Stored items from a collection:
* Begin *

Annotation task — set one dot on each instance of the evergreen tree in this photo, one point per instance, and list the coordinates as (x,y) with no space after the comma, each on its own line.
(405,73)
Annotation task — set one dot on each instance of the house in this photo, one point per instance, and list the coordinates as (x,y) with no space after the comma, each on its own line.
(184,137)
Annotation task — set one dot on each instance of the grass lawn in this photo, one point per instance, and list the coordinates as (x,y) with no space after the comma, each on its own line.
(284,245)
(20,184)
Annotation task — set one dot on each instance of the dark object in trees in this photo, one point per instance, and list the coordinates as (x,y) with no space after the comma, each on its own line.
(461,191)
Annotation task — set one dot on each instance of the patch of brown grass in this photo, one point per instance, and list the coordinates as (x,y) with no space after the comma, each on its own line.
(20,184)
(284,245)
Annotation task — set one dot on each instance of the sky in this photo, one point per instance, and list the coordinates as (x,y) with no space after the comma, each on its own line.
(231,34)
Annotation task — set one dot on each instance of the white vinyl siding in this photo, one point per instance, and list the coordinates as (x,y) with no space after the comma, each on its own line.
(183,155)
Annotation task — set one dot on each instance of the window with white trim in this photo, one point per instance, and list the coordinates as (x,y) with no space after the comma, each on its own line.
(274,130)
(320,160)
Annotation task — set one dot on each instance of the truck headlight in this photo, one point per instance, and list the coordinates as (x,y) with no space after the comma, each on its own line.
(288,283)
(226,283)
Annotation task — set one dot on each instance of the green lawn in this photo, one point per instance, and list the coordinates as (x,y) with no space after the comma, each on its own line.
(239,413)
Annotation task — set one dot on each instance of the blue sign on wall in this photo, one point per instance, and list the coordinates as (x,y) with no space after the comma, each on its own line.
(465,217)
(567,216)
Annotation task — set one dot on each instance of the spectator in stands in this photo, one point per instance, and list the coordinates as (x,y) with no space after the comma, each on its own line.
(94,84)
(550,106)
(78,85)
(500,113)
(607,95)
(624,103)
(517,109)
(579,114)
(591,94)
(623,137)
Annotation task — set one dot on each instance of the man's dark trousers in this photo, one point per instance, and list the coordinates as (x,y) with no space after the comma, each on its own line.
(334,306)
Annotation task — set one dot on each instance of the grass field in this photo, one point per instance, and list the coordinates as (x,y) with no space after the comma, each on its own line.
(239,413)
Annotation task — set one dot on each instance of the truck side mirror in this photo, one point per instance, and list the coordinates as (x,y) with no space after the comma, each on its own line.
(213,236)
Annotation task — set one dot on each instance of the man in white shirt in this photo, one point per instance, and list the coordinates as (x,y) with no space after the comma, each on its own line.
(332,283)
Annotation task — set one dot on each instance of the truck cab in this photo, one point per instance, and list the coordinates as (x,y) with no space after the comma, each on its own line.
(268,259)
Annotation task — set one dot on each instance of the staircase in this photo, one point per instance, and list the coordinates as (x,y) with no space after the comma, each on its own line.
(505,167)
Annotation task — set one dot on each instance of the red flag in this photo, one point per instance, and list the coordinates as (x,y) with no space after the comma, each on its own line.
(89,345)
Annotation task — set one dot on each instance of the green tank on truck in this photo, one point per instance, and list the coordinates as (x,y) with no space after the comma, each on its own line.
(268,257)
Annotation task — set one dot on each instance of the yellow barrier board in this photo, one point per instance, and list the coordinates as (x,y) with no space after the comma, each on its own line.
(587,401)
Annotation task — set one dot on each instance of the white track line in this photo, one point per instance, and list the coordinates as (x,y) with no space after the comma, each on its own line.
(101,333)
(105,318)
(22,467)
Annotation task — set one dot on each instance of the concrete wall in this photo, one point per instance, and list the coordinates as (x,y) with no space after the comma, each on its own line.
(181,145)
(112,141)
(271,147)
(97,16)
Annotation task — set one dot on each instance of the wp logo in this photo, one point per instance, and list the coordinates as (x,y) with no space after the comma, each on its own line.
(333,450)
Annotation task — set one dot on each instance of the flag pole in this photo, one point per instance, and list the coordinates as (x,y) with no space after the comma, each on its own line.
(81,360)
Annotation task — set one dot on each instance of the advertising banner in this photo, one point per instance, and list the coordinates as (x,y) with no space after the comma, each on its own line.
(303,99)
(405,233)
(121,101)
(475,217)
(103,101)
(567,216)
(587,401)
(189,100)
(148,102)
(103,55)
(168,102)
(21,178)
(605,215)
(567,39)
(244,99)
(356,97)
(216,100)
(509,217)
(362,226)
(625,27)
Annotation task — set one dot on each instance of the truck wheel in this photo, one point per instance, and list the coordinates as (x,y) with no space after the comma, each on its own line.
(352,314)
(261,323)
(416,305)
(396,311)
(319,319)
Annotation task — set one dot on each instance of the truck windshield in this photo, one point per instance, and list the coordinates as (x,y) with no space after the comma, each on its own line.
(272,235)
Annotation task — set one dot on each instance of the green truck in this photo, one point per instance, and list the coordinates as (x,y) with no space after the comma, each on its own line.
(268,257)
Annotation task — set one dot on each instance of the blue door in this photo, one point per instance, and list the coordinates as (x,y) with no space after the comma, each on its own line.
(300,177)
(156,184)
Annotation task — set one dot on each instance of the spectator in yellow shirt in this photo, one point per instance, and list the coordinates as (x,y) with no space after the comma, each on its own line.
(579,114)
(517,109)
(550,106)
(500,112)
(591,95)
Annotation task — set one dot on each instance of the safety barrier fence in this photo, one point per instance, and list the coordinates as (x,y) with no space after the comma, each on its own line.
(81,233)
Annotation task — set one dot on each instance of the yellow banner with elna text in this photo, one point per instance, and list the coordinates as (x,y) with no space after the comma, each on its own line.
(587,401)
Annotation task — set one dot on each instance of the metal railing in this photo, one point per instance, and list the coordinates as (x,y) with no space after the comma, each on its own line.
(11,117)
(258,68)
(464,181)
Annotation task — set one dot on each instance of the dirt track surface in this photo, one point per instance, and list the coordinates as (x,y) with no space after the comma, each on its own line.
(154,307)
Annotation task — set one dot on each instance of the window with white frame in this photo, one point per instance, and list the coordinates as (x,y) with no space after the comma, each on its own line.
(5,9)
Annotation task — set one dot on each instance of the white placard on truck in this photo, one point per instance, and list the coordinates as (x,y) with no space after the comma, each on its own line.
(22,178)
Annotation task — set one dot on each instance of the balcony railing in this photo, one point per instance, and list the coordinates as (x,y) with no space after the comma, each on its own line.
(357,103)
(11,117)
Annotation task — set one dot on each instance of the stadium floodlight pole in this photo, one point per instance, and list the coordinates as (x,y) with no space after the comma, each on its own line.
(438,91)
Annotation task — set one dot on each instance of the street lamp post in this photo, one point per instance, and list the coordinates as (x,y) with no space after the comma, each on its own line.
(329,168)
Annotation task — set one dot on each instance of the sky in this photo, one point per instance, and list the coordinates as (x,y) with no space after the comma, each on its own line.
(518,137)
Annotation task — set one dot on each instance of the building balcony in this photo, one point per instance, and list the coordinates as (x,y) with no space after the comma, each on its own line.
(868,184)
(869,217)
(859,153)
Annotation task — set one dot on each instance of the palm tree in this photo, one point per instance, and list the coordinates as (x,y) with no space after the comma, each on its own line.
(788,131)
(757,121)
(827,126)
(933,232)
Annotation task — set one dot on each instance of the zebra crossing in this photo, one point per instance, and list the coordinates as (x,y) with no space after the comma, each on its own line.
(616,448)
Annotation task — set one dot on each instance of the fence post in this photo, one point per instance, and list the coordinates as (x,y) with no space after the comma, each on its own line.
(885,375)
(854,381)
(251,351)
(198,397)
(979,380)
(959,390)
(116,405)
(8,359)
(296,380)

* End *

### Given task
Output the line that contains "of the stadium", followed by every later line in the listing, with no line omitted and none added.

### Problem solution
Annotation task — set one dot on each instance of the stadium floodlight pole in this photo, one point per instance, and list the coordinates as (x,y) with no space after the comma, each on its own line.
(438,91)
Annotation task — set one dot on each instance of the street lamp post in this photo, one point per instance, and list the coordinates as (x,y) with no space after the comma, each on its own line.
(329,168)
Annotation task — set one dot on each instance of the sky in this photo, one point per instance, and list the coordinates as (x,y) with no space after the comma, each on its own line.
(518,137)
Annotation task — set one dot on each instance of the building balcony in this photo, one point per instance, and list the coordinates as (x,y) with no space after the comma, each on its own line.
(868,184)
(869,217)
(859,153)
Annotation task — set one dot on each instance of the palm tree in this photo, one point per instance, and list the coordinates as (x,y) with no space after the comma, each on its own line.
(788,131)
(757,121)
(827,126)
(933,232)
Annotation task — set one dot on each instance of the zebra crossing in this photo, one point per instance, and list the coordinates as (x,y) with no space after the comma, each on its own line.
(616,448)
Annotation task — set one dot on each instance of the fence post in this photo, one point per instance, and list the coordinates as (x,y) with no space after the comma, each on its own line.
(885,375)
(854,381)
(251,351)
(198,397)
(979,380)
(959,390)
(116,405)
(8,359)
(296,380)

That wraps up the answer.